Task directions
Render the lines below, starting at the line that contains "Place a point on every instance of the dirt" and ending at the line that contains "pixel 501 78", as a Markdown table with columns Row and Line, one numbered row per line and blank lines omitted.
- - -
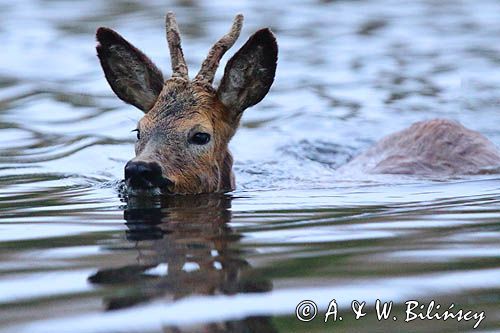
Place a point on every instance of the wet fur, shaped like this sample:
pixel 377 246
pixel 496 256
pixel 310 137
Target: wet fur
pixel 181 106
pixel 433 147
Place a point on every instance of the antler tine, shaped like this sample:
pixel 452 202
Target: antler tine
pixel 209 66
pixel 179 67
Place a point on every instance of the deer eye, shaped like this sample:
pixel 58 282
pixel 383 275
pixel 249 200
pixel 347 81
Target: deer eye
pixel 138 133
pixel 200 138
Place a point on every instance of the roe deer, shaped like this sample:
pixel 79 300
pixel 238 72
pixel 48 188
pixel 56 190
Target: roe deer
pixel 183 138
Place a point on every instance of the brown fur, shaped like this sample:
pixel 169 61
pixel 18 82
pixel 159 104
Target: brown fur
pixel 433 147
pixel 182 107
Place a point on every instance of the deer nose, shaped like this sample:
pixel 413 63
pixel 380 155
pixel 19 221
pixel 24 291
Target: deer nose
pixel 143 174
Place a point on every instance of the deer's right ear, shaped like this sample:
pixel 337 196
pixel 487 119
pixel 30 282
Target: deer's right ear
pixel 130 73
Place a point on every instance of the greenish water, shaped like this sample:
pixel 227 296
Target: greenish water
pixel 76 257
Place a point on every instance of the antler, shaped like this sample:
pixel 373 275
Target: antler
pixel 209 66
pixel 179 67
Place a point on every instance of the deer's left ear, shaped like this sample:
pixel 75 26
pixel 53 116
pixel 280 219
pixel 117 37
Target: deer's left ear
pixel 249 74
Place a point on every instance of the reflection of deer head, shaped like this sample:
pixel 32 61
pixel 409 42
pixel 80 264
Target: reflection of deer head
pixel 184 248
pixel 183 138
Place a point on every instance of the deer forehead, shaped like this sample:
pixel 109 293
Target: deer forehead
pixel 182 106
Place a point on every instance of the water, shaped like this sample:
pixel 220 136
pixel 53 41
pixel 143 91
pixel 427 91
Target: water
pixel 76 258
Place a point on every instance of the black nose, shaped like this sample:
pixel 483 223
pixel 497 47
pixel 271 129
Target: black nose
pixel 143 174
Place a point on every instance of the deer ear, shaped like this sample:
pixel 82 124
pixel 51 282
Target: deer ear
pixel 130 73
pixel 249 74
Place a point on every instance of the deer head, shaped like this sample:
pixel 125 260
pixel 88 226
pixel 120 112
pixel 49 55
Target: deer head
pixel 182 140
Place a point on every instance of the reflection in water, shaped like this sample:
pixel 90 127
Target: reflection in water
pixel 183 246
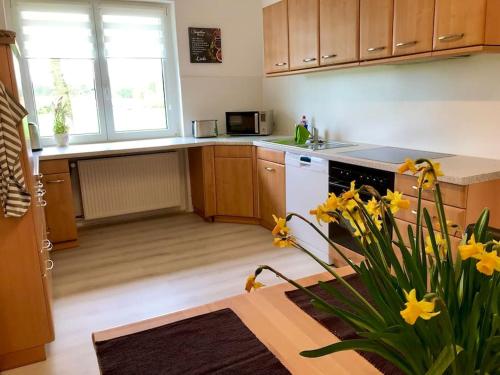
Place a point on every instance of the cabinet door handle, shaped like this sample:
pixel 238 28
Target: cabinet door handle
pixel 406 44
pixel 450 37
pixel 376 49
pixel 47 245
pixel 49 264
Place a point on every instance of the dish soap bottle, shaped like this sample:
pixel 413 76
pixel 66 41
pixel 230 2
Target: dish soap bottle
pixel 303 121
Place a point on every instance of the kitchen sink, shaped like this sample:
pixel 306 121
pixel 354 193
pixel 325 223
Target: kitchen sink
pixel 320 145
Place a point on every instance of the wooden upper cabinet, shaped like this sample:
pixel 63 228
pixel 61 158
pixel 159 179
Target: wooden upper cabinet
pixel 338 31
pixel 459 23
pixel 303 18
pixel 413 26
pixel 376 18
pixel 276 37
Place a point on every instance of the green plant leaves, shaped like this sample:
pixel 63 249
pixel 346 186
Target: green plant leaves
pixel 444 360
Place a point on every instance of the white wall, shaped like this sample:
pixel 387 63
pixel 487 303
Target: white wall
pixel 209 90
pixel 3 14
pixel 449 106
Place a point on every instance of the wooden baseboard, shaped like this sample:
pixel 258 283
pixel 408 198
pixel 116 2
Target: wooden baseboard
pixel 66 245
pixel 22 357
pixel 237 219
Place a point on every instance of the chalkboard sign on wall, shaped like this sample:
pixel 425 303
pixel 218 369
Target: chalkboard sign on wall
pixel 205 45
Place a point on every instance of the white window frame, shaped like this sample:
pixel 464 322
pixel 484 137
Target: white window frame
pixel 107 132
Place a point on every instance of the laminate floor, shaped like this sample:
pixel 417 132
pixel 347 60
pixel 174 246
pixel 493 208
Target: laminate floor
pixel 132 271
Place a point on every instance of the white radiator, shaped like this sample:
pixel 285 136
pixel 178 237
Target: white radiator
pixel 129 184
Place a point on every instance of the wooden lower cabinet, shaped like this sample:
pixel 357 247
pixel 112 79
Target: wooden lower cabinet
pixel 234 186
pixel 241 184
pixel 271 179
pixel 59 211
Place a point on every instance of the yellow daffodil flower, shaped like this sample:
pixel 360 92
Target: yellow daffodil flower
pixel 440 242
pixel 488 262
pixel 322 211
pixel 417 309
pixel 396 201
pixel 252 283
pixel 472 249
pixel 332 202
pixel 280 228
pixel 428 177
pixel 408 165
pixel 496 245
pixel 373 207
pixel 348 198
pixel 282 242
pixel 322 215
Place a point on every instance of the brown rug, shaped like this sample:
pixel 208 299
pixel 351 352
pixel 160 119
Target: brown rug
pixel 214 343
pixel 335 325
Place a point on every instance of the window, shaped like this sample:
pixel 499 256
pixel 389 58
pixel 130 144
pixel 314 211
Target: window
pixel 109 62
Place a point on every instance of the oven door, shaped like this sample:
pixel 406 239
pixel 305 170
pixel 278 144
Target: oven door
pixel 339 233
pixel 242 123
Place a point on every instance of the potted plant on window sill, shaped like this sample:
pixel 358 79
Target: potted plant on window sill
pixel 62 116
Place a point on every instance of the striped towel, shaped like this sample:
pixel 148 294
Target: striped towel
pixel 14 197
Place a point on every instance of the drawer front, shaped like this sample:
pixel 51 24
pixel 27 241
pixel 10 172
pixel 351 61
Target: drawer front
pixel 233 151
pixel 403 228
pixel 453 195
pixel 54 166
pixel 456 215
pixel 271 155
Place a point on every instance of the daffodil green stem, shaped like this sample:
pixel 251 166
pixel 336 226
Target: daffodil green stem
pixel 341 280
pixel 330 242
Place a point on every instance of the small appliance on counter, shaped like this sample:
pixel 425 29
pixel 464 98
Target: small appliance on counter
pixel 34 137
pixel 204 128
pixel 249 123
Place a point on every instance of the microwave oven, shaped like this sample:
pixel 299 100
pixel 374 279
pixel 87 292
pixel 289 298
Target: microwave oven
pixel 249 123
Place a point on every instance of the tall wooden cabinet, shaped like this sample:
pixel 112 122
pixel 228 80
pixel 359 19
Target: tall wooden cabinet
pixel 338 31
pixel 25 310
pixel 59 211
pixel 275 18
pixel 303 18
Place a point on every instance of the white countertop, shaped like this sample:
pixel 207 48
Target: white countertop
pixel 461 170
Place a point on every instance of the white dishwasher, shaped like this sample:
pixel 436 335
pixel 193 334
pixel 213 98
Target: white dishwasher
pixel 306 188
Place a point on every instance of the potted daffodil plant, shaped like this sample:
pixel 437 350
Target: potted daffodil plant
pixel 62 116
pixel 432 309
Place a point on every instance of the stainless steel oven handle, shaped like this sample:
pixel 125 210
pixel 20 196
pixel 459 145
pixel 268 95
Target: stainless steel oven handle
pixel 344 187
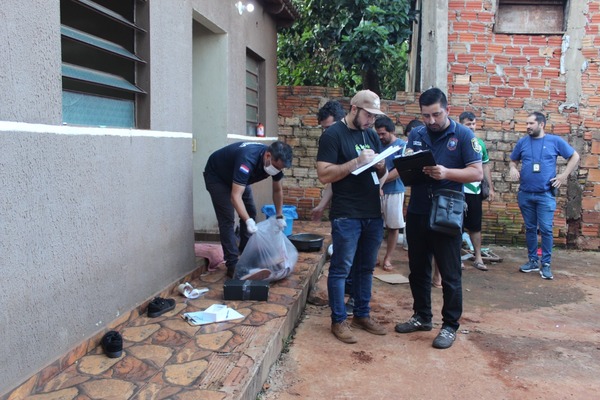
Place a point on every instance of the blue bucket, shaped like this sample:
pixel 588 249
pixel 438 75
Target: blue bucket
pixel 289 213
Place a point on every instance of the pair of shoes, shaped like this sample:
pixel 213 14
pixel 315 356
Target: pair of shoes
pixel 545 272
pixel 350 307
pixel 445 338
pixel 413 324
pixel 112 344
pixel 530 266
pixel 343 332
pixel 159 306
pixel 480 266
pixel 368 325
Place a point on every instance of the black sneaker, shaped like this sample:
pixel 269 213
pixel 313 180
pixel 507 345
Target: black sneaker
pixel 159 306
pixel 112 344
pixel 445 338
pixel 350 306
pixel 413 324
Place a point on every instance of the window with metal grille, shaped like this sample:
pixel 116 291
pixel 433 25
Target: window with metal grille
pixel 99 62
pixel 253 93
pixel 531 16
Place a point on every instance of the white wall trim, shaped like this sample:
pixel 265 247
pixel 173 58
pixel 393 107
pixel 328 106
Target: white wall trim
pixel 8 126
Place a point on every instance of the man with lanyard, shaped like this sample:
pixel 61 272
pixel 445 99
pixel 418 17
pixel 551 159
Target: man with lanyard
pixel 355 214
pixel 228 174
pixel 538 152
pixel 458 157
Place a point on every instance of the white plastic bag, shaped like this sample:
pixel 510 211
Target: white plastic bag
pixel 269 255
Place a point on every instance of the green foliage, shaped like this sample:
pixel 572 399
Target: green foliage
pixel 353 44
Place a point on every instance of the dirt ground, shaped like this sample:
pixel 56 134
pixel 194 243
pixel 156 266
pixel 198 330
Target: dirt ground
pixel 521 337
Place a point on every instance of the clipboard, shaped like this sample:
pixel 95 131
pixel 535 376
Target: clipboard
pixel 410 167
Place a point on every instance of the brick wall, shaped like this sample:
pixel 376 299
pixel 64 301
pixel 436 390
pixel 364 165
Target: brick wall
pixel 501 78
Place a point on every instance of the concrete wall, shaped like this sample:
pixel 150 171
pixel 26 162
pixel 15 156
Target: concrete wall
pixel 30 75
pixel 221 37
pixel 93 222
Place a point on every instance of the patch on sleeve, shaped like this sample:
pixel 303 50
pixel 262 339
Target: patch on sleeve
pixel 476 146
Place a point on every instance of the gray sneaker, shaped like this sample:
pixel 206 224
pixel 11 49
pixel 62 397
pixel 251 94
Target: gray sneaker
pixel 350 306
pixel 445 338
pixel 413 324
pixel 545 272
pixel 530 266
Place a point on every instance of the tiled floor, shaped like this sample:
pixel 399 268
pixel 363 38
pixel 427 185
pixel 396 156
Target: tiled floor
pixel 166 358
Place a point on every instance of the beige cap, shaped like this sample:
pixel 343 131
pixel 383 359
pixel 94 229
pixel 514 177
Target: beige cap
pixel 367 100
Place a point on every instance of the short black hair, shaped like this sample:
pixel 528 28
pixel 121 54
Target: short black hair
pixel 281 151
pixel 539 117
pixel 385 122
pixel 413 124
pixel 433 96
pixel 466 115
pixel 332 108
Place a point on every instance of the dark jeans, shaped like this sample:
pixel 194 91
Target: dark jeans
pixel 355 246
pixel 220 195
pixel 538 211
pixel 424 243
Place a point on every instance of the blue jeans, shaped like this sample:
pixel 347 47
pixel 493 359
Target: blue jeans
pixel 356 243
pixel 537 210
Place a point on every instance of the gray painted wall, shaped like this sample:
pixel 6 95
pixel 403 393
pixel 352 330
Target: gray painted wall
pixel 30 75
pixel 94 221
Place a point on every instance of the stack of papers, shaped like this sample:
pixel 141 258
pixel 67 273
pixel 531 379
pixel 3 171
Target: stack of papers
pixel 214 313
pixel 388 152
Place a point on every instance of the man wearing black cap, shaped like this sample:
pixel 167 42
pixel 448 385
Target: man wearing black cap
pixel 356 223
pixel 228 174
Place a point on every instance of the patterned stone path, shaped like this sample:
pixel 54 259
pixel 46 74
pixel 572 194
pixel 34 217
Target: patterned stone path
pixel 166 358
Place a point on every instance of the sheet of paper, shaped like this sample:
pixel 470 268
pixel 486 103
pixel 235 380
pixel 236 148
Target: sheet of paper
pixel 389 151
pixel 206 317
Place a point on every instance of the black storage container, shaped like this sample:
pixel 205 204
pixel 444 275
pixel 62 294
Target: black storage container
pixel 236 289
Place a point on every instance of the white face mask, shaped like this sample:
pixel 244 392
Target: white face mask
pixel 271 170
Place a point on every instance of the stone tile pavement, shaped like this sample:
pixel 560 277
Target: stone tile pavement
pixel 166 358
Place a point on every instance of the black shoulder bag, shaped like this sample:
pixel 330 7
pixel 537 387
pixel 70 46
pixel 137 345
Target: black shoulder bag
pixel 447 212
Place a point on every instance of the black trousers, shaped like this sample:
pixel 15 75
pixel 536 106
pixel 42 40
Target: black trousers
pixel 220 195
pixel 423 244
- - -
Complete response
| Row | Line |
|---|---|
| 1 | Place a point on every instance of the dirt ground, shaped like this sample: |
| 2 | pixel 56 134 |
| 3 | pixel 194 243 |
| 4 | pixel 156 266 |
| 5 | pixel 198 330 |
| 6 | Target: dirt ground |
| 7 | pixel 521 337 |
| 8 | Place a point on every instance of the clipboard, shaped like this sample: |
| 9 | pixel 95 131 |
| 10 | pixel 535 376 |
| 11 | Target: clipboard |
| 12 | pixel 410 167 |
| 13 | Place a point on every instance of the brick wall, shaped like this sample: |
| 14 | pixel 376 299 |
| 15 | pixel 64 301 |
| 16 | pixel 436 390 |
| 17 | pixel 364 165 |
| 18 | Target: brick wall |
| 19 | pixel 501 78 |